EXTRACT TO READ.
════
Canada’s Department of National Defence says it is investigating reports that China has attempted to use lucrative payouts to lure British, Canadian and other former military pilots to train its air force.
“The Department of National Defence, the Canadian Armed Forces and its members are committed to the preservation of national security,” a National Defence spokesperson told CTVNews.ca. “We are aware of these reports, and we are looking into this further with federal partners.”
In October, the BBC and others reported that as many as 30 former British military pilots had travelled to train members of China’s People’s Liberation Army. Former military personnel from other allied nations, including Australia and Canada, are also reportedly being targeted by intermediaries with offers that can include six-figure payouts. The BBC says fighter jet, helicopter and other pilots are being sought to help the Chinese military learn how British and allied forces operate, information that could prove vital in a potential conflict, like one over Taiwan.
“When former UK military pilots provide training to the People’s Liberation Army of China it clearly erodes the UK’s defence advantage,” the British Ministry of Defence said in an Oct. 18 statement. “We are taking immediate steps to deter and penalise this activity.”
════
LISTED RECORDS.
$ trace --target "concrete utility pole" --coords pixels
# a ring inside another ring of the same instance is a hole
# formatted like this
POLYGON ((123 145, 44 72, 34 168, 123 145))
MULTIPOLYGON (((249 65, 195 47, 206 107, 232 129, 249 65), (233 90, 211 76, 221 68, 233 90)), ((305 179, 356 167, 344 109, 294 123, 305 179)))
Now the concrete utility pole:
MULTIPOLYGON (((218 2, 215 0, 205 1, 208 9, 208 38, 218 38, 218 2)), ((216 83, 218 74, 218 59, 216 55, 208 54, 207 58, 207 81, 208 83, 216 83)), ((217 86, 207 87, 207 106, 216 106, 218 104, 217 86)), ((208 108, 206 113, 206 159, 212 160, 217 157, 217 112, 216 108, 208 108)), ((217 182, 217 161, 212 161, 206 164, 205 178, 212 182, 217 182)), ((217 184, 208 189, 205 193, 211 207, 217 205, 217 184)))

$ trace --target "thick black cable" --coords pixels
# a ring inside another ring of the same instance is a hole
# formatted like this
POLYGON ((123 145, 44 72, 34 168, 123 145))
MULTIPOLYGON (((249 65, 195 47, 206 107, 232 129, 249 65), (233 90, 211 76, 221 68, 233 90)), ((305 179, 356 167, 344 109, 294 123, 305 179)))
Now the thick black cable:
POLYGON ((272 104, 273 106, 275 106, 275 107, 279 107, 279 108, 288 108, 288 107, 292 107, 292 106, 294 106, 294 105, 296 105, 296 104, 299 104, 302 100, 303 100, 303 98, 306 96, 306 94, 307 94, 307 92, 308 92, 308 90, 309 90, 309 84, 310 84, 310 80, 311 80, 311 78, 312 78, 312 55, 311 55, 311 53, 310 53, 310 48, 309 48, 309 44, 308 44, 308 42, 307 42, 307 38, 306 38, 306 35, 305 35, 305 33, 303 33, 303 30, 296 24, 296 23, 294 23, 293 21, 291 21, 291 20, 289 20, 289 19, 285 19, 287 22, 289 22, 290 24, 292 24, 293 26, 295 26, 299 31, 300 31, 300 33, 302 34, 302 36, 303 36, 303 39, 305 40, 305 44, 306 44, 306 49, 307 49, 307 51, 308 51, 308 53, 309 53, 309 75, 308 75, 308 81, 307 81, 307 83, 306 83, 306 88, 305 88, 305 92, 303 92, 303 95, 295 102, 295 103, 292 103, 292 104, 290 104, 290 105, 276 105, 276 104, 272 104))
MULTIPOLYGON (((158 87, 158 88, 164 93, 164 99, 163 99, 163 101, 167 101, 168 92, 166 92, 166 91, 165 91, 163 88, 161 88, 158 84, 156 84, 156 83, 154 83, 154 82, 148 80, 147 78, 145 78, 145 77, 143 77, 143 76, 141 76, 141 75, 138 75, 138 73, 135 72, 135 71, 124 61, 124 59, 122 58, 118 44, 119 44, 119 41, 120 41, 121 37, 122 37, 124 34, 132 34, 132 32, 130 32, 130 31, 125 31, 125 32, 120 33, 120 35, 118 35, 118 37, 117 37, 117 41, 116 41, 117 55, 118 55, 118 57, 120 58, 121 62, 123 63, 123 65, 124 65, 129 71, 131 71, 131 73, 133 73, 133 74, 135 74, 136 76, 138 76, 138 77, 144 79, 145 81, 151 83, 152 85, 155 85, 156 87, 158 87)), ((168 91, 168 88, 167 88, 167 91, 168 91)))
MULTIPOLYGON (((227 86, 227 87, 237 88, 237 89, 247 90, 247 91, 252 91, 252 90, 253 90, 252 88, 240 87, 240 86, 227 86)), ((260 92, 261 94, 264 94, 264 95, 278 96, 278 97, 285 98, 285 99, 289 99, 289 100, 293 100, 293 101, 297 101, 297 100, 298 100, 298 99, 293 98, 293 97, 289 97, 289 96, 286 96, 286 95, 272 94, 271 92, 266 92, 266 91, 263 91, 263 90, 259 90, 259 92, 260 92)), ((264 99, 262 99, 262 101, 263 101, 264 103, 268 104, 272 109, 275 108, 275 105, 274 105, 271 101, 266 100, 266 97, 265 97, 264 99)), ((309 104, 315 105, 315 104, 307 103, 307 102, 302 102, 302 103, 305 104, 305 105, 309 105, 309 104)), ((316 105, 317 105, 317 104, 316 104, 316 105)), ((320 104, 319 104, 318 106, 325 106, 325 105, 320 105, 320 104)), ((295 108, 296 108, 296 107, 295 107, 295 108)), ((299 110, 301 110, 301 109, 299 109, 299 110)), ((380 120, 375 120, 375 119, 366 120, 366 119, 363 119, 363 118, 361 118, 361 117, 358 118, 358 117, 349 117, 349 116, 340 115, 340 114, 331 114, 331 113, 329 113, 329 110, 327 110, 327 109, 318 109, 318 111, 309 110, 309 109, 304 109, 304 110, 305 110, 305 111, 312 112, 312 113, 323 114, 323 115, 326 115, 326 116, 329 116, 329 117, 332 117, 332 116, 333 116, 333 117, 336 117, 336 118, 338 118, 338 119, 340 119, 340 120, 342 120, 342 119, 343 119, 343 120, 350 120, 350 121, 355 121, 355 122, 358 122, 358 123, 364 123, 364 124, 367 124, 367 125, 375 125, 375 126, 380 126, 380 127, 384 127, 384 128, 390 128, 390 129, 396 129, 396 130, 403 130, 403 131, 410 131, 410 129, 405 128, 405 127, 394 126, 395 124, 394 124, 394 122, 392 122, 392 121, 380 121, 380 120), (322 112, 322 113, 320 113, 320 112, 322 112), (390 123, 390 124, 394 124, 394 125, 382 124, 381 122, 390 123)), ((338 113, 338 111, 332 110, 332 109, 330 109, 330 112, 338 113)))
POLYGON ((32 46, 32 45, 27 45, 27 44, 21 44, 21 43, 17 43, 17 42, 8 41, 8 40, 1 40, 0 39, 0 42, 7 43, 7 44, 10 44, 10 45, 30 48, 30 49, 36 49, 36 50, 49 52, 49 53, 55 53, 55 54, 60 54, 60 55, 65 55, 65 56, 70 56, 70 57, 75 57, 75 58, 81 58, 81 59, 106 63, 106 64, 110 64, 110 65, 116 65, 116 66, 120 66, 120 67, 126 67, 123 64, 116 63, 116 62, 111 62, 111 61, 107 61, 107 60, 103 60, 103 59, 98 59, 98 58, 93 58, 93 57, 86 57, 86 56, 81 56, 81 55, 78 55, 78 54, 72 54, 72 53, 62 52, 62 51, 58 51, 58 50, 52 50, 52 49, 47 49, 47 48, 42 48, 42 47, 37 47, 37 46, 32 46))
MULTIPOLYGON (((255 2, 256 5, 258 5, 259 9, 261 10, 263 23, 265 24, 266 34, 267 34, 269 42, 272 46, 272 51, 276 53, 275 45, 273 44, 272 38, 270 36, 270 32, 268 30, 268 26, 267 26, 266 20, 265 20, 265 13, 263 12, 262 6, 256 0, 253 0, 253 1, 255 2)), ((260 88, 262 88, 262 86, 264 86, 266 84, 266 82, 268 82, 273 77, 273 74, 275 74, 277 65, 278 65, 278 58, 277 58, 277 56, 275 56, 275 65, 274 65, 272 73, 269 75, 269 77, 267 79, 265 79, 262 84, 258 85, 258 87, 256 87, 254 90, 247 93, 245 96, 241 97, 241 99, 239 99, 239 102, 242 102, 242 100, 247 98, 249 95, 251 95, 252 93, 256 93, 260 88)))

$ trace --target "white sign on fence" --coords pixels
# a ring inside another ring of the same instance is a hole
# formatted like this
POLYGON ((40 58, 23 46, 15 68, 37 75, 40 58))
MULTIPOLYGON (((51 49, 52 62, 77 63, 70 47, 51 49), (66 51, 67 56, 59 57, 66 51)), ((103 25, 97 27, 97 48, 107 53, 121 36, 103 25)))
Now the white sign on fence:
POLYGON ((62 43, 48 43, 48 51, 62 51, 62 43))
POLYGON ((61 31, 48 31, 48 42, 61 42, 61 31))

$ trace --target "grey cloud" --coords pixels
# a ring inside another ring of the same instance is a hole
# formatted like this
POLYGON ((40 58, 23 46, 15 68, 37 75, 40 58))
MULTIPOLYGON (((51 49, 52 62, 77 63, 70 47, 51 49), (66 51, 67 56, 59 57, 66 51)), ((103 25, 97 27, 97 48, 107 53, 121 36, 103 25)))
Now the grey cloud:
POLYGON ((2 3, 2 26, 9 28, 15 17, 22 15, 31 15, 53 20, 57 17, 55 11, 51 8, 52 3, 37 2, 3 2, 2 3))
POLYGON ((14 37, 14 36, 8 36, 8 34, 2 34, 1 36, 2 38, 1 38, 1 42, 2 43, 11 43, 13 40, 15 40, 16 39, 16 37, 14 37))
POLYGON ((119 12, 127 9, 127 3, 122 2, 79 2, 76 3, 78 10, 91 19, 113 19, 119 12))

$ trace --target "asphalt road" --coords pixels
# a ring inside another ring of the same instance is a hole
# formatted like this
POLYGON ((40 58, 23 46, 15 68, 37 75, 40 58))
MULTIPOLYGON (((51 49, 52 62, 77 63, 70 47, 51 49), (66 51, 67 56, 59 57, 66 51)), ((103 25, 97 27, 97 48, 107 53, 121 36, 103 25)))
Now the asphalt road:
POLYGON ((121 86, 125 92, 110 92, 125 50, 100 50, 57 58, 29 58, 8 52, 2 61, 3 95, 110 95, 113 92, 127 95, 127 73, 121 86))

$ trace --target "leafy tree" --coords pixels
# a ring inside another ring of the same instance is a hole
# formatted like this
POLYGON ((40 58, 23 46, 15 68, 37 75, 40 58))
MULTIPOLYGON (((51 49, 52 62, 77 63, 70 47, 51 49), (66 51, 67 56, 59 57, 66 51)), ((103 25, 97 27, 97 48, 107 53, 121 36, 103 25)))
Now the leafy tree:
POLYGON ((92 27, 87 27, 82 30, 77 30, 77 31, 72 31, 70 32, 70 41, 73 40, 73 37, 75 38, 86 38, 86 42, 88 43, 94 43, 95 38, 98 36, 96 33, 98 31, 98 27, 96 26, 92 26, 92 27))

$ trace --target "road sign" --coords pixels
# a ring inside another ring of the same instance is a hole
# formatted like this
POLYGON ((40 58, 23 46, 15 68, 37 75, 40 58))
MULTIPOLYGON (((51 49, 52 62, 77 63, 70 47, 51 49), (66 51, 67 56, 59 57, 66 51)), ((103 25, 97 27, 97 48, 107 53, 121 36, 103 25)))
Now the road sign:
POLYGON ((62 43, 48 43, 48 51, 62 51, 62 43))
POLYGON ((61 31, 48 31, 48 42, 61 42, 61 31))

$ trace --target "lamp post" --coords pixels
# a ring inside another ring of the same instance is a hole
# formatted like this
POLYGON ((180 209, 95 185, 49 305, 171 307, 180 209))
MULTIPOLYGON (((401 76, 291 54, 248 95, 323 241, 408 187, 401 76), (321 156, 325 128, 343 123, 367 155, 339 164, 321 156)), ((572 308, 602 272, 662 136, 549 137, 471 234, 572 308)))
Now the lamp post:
════
INSTRUCTIONS.
- a) Starting from the first of the rows and going up to and including the line with "Now the concrete", write those lines out again with "utility pole" changed to "telephone pole" and everything else left as it is.
- b) Continue the news report on China recruiting former Western military pilots, picking up after its last sentence.

RESULTS OF THE TASKS.
- a)
$ trace --target "concrete telephone pole" --coords pixels
# a ring inside another ring of the same instance is a hole
# formatted like this
POLYGON ((123 145, 44 72, 34 168, 123 145))
MULTIPOLYGON (((249 65, 195 47, 206 107, 232 129, 249 65), (233 90, 211 76, 221 68, 233 90)), ((305 179, 356 167, 344 109, 294 123, 305 179)))
Now the concrete telephone pole:

- b)
In Canada, a retired military source told CTVNews.ca that they are aware of former Royal Canadian Air Force members being approached with, and declining, offers to train military pilots in China. They did not know if others had accepted, and claimed they were first made aware of these activities in a 2014 briefing.
While it is unclear if any Canadians have accepted an offer, according to The Globe and Mail, several former Royal Canadian Air Force pilots are currently employed by a South African flight school that also reportedly trains Chinese military pilots.
“The Security of Information Act applies to both current and former members, and non-compliance with the Act could result in serious consequences,” the Canadian defence spokesperson said, referring to legislation that affects those with federal security clearances.
Consequences for breaching the Security of Information Act can include up 14 years imprisonment on indictment for “Unauthorized communication of special operational information.”
“As an institution that upholds democratic principles and the rule of law, we trust and expect current and former [Canadian Armed Forces] members to adhere to the values of the institution,” the National Defence spokesperson added. “Any behaviour that could potentially harm Canadian national interests is a violation of this trust, and will be dealt with appropriately. As our work on this matter continues, it would not be appropriate to comment further.”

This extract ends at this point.